Görev 1:
Osteoporoz metnine göre şu soruları cevaplayın:
(a) Kemik miktarı kaç yaşına kadar artar?
(b) Dünya Sağlık Örgütü'ne göre 50 yaş üzerindeki kadınların yüzde kaçında OP gelişir?
(c) DEXA, kemik mineral yoğunluğunu yüzde kaç yanılma payıyla ölçer?
Görev 2:
Osteoporoz metnini bıraktığı yerden sürdürün.

Osteoporoz

Normal şartlar altında kemik yapım ve yıkımı denge halindedir. Patolojik bir durum olmadıkça toplam kemik miktarı değişmez. Kemik miktarı 20-30 yaşına kadar artar, 40-50 yaşına kadar herhangi olumsuz bir durum almaz ise aynı düzeyde kalır, 50 yaşından sonra ise azalmaya başlar. Kadınlarda toplam kemik kütlesi erkeklere göre daha azdır ve bu menopozdan sonra daha da azalmaya başlar.

Osteoporoz (OP-kemik erimesi), kemik kütlesinde ilerleyici azalma, kemik  mikro mimari yapısında bozulma, kemik kırık riskinde artma ile karakterize kompleks, multifaktöriyel,  sistemik iskelet hastalığıdır. Dünya sağlık örgütüne(WHO) göre 50 yaş üzerindeki kadınların %30’nda OP gelişmektedir. 50-65 yaş arasındaki kadınlarda erkeklere göre daha fazla görülmekle birlikte 65 yaş üzerinde kadın ve erkekte görülme sıklığı artar. Nadir de olsa çocukluk yaş grubunda da OP görülmektedir. Çocukluk döneminde görülen OP genelde altta yatan bir başka hastalık sonucu gelişir.

Osteoporoz Risk Faktörleri

50 yaş üzeri kadınlarda, erken menopoza girenlerde, kalsiyumdan düşük diyetle beslenenlerde, D vitamini eksikliği olanlarda, ailede OP hikayesi olanlarda, fazla sigara, alkol ve kafein tüketimi olanlarda, şeker hastalığı, tiroid veya paratiroid bezinin fazla çalışması, mide-barsak operasyonu geçirenlerde, uzun süren hareketsizlik, felçler, bazı iltihabi romatizmal hastalığı olanlarda, zayıf, açık tenli, renkli gözlü kişilerde,  uzun süreli kortizon, antiepileptik ve antikoagulan kullanan kişilerde OP görülme sıklığı artar.

Dual enerji x ray absorpsiyometri (DEXA- kemik yoğunluğu ölçümü) klinik pratikte %2 yanılma payıyla kemik mineral yoğunluğunu ölçen güvenilir bir yöntemdir. Veriler standart sapma olarak ifade edilir. Dünya Sağlık Örgütü OP’un tanımını genç erişkin yaş grubuna göre standart sapma olan T skoruna göre -2,5 ve daha negatif değerler olarak tanımlamıştır

OP kırık olmadığı sürece ağrı yapmadığı için sinsice, sessizce ilerleyen bir hastalıktır.

İncelenecek veriler:
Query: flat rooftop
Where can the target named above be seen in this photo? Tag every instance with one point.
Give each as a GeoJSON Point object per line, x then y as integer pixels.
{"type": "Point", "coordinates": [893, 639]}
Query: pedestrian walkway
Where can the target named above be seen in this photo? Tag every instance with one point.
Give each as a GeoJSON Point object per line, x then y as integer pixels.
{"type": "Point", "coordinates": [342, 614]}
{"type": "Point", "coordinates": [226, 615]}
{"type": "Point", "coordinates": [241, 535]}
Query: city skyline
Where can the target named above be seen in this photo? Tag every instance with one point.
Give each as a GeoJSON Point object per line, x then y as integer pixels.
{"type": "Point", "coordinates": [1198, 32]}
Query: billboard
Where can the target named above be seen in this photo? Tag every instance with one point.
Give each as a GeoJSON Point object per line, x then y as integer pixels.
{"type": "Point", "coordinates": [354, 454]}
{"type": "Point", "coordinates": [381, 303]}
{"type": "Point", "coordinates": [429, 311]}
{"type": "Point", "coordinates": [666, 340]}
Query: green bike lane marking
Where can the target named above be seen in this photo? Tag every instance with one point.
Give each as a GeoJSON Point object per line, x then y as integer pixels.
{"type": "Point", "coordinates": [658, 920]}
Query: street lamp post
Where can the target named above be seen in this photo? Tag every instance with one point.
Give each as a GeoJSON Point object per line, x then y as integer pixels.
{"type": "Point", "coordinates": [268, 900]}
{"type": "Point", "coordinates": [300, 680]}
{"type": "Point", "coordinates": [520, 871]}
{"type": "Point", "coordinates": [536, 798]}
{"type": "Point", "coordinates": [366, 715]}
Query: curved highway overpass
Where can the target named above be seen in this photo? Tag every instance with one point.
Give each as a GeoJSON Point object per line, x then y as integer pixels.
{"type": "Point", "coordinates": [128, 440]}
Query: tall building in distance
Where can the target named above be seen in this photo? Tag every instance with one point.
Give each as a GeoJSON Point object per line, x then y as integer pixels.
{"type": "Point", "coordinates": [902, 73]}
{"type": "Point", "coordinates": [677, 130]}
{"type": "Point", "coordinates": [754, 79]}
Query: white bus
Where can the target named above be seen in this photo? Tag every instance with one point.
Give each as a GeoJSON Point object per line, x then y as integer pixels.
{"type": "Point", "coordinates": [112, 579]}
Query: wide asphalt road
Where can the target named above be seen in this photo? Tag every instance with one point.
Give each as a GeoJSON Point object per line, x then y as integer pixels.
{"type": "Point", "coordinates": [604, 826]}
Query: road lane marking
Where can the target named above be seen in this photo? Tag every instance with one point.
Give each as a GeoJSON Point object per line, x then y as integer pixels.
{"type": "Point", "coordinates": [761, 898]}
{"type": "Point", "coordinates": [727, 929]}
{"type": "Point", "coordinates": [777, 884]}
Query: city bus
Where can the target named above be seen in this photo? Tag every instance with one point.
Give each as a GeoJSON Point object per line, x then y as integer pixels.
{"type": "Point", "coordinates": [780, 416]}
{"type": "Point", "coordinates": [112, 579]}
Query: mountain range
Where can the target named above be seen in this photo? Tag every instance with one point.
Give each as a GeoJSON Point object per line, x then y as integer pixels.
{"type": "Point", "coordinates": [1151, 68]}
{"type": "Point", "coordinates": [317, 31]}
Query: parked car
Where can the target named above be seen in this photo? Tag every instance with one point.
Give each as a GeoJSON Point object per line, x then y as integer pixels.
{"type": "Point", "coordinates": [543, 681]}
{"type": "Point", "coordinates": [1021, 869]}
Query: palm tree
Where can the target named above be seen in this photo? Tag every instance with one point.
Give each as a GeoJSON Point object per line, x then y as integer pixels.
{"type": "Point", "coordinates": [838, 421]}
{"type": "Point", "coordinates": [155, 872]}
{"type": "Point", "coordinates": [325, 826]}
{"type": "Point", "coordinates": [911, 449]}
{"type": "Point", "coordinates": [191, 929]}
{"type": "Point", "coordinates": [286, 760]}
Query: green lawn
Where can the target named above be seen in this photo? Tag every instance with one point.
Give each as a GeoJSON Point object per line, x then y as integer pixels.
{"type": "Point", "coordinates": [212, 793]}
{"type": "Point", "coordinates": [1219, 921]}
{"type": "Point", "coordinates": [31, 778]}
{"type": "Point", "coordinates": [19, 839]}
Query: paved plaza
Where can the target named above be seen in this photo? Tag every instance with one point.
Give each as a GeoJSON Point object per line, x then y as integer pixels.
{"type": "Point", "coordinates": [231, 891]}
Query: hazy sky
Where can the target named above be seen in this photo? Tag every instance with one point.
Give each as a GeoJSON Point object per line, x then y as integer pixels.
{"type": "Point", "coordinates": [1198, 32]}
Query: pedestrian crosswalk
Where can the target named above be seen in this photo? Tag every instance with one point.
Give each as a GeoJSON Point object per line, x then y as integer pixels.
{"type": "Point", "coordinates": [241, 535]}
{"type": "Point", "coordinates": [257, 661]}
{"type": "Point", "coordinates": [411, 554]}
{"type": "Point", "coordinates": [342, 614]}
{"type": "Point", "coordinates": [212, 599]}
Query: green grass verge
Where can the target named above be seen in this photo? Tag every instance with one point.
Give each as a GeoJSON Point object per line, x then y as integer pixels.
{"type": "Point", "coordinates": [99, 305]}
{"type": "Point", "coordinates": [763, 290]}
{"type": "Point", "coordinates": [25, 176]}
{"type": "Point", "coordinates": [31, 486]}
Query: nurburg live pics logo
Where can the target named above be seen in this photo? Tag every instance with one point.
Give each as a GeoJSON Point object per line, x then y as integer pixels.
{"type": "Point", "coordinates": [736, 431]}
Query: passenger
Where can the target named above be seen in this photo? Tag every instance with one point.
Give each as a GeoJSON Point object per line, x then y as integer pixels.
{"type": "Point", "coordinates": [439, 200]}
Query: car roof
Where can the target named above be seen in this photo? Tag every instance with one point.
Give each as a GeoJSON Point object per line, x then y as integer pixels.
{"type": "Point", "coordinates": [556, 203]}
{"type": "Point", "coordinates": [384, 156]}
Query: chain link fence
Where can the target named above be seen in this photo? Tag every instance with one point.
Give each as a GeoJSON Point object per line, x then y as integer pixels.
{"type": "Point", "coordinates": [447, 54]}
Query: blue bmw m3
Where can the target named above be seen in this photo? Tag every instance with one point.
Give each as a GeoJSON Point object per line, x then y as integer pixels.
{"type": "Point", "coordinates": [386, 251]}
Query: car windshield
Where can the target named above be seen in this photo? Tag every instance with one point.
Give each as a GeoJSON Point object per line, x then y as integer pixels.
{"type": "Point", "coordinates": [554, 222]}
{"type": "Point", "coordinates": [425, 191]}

Beklenen cevap 1:
(a) 20-30 yaşına kadar.
(b) %30'unda.
(c) %2 yanılma payıyla.

Beklenen cevap 2:
Tedavi edilmeyen osteoporoz kemik ağrısına, şekil bozukluklarına yol açabilir. Osteoporotik kişilerde zamanla aktivitenin azalması ve kronik ağrı olması sonucu çevresindekilere bağımlı hale gelir ve üretken bir yaşamdan uzaklaşır. Yaşam kalitesi bozulur ve depresyon benzeri psikolojik sorunlar yaşayabilir. Bu nedenle OP’da önemli olan kırık oluşmadan önce risk altındaki bireyleri tespit edip profilaktik tedavi yapabilmektir. Bu amaçla; kemik yoğunluğu ölçümleri,  kan ve idrar incelemeleri yapılmalıdır. OP’a bağlı kırıkların belirlenmesi önemli bir durumdur. Daha önceden tespit edilen bir omurga  kırığı varlığı yeni omurga kırığı gelişme riskinde 4-5 kat artışa yol açar. OP bağlı en fazla omurga kırığı oluşmakla birlikte kalça ve ön kol kırıkları da sık görülür.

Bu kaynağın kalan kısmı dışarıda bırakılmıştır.